## [Required actions]
- A) In the forum post about the missing tissue and virus combination, turn the paragraph that begins "As it turns out" into a short bulleted list that keeps its main facts.
- B) Write the next part of the forum post about the missing tissue and virus combination, picking up after its final sentence.

## [Text section]
12-28-2015 04:12 PM
This is more of a modeling question than a SAS question. I have an experiment I need to analyze where there are two stratification variables: type of tissue and level of viral challenge. The type of tissue is either ectocervical or endocervical. The level of viral challenge is either 50 or 500. There should be 4 combinations: ecto 50, ecto 500, endo 50, and endo 500. The problem is that the lab didn't do one of the combination: endo 50. Here's a table summary of what data exists.
In a model of outcome = tissue|virus, given that I am missing one type of data completely, I cannot test for the overall interaction, but I can get LSMeans for the three pairwise differences of the existing data. I can somewhat assume there is an interaction if the adjusted pairwise differences show significance somewhere.
As it turns out, this model gives the same LSMeans results as if I just combined the two variables into one variable with 3 levels: ecto500, ecto050, and endo500. The model would then just be outcome = tissueVirus. The math to get to the results is slightly different, but the end results are exactly the same estimates, differences, variances, test statistics, and p-values.

## [Dataset records]

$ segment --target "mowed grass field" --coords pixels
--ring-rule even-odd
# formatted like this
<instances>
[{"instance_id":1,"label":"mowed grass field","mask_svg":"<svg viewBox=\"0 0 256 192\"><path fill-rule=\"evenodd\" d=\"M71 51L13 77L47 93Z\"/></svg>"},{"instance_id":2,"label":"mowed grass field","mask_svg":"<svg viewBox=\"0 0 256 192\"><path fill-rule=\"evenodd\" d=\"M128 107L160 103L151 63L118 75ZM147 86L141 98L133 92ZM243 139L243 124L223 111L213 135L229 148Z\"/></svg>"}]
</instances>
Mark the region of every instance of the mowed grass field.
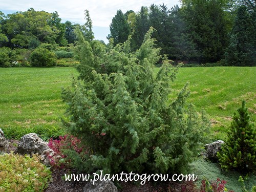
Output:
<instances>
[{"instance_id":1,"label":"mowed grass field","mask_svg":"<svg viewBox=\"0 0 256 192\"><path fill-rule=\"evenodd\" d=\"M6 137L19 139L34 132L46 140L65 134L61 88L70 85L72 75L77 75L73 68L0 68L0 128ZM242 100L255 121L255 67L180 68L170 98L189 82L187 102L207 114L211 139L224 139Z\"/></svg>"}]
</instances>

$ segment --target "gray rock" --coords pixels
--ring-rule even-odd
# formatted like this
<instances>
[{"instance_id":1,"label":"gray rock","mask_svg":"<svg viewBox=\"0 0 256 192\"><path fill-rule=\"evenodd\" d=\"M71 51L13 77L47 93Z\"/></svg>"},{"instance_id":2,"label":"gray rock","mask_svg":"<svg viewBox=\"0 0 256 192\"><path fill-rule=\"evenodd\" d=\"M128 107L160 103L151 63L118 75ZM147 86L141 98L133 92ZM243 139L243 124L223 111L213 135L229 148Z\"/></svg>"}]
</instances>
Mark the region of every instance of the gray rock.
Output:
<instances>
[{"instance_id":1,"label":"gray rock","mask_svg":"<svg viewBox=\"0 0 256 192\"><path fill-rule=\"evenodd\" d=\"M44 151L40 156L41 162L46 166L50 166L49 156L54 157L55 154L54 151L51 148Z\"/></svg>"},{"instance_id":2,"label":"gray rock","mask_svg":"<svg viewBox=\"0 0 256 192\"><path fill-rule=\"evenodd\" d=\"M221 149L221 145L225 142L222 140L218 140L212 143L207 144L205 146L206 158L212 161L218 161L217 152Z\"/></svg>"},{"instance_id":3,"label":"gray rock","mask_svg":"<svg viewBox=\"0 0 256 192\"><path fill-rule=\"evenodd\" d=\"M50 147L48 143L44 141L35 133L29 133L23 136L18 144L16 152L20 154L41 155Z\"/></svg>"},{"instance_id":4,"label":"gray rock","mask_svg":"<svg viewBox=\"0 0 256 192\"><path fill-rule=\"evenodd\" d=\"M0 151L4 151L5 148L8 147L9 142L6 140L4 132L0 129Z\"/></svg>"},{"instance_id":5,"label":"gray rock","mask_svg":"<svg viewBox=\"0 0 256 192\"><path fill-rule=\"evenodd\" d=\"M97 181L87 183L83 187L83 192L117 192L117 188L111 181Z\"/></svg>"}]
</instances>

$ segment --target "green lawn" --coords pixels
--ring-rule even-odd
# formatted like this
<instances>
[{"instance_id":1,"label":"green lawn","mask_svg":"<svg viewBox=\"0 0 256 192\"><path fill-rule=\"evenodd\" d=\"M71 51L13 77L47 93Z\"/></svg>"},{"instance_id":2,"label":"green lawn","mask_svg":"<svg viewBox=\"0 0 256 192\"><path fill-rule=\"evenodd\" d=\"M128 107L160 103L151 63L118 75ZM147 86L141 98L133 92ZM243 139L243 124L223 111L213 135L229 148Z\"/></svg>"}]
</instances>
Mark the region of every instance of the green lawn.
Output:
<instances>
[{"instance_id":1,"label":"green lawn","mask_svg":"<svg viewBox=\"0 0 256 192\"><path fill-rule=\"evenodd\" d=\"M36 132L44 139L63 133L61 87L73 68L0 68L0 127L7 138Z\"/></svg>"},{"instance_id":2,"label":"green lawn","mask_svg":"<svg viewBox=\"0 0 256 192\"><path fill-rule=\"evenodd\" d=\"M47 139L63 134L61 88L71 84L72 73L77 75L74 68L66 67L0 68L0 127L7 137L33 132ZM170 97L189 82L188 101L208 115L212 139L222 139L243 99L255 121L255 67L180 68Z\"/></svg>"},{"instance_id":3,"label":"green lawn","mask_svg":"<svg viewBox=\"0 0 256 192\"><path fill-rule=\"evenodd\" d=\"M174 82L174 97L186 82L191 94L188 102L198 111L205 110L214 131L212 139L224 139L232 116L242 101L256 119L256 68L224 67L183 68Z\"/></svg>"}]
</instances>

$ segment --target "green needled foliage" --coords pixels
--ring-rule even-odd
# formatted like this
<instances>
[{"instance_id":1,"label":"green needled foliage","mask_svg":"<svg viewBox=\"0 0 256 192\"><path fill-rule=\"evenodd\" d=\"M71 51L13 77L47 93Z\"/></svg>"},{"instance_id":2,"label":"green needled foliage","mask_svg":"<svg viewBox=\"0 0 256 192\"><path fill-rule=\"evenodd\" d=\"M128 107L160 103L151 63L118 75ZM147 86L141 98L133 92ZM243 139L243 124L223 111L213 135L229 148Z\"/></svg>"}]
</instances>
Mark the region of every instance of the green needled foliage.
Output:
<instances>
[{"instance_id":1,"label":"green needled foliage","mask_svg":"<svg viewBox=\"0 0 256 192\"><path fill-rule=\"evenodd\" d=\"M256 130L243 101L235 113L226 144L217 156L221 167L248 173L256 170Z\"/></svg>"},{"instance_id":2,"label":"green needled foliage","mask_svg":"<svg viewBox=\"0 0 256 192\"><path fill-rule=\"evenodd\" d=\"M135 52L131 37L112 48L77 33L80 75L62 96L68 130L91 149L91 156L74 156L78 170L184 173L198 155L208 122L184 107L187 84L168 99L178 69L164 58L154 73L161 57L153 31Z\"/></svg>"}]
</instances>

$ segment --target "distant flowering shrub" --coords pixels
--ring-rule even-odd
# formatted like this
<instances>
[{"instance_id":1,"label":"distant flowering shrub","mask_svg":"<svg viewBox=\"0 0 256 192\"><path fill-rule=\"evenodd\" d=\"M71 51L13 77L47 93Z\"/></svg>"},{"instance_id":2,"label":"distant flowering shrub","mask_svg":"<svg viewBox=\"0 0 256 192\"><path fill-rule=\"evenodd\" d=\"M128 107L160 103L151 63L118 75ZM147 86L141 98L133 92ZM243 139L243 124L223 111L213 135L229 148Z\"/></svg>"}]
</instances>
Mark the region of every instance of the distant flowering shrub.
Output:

## [Expected results]
- A)
- The model outcome = tissue|virus gives the same LSMeans results as a model with one combined variable.
- The combined variable has 3 levels: ecto500, ecto050, and endo500, and that model is outcome = tissueVirus.
- The math behind the two models is slightly different.
- The estimates, differences, variances, test statistics, and p-values are exactly the same.

- B)
The plot thickens, because these two factors are not actually the variables of clinical importance. Instead, there are a whole host of other measurements that need to be tested. This is an exploratory analysis. For each measurement, I'll want to stratify by tissue and virus level. The model would either look like 1) outcome = measurement|tissue|virus or 2) outcome = measurement|tissueVirus.
My question is: should I use 1 or 2? 2 seems simpler, has fewer things to estimate, and doesn't display a ton of non-estimatable results. However, 1 is actually closer to the conceptual design of the experiment. It seems, though, that because of the missing level, that perhaps there is no conceptual difference between 2x2 missing a cell and 1x3.
Thanks in advance!
12-30-2015 02:46 PM
In Milliken and Johnson's classic text Analysis of Messy Data, they cover this type of thing extensively. Rather than recoding to a single variable, they analyze a "means model", which in this case would look like:
Note that there are no main effects in this--it is a one way ANOVA, so any comparisons have to be done with ESTIMATE or (even better) LSMESTIMATE statements. This has the advantages of retaining the original design and not having to write code to convert two variables to one in a DATA step
12-31-2015 08:08 AM
Your intuition is right on the nose. The advantage to the means model approach is that I don't have to come up with code and level labels, which is big for me because I am really lazy.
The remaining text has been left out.